**WHAT THE TASK ASKS:** Reproduce every one of the lines below word for word, omitting the pictures from your answer.

**DATA TO PROCESS:**
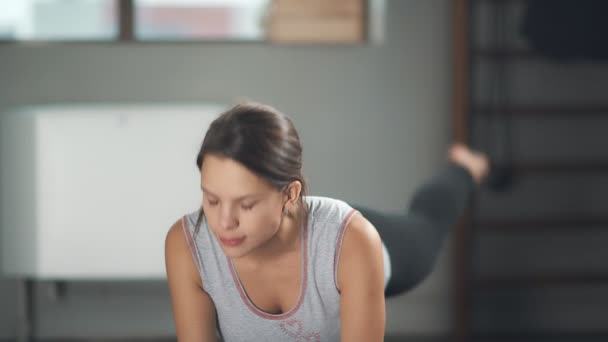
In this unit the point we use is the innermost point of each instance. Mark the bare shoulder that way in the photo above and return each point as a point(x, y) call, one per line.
point(178, 256)
point(193, 308)
point(361, 251)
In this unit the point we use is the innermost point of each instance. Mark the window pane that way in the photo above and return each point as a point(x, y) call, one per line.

**ANSWER FOR THE TASK:**
In this unit the point we use is the innermost point of each instance. Mark the bare shoulder that way in the photo above and return each point as a point(x, y) call, one per line.
point(178, 256)
point(193, 308)
point(361, 251)
In this unit the point we use is the innermost point of each instance. Mark the window pane that way in the photo above and return each point as a point(x, y) call, one per line.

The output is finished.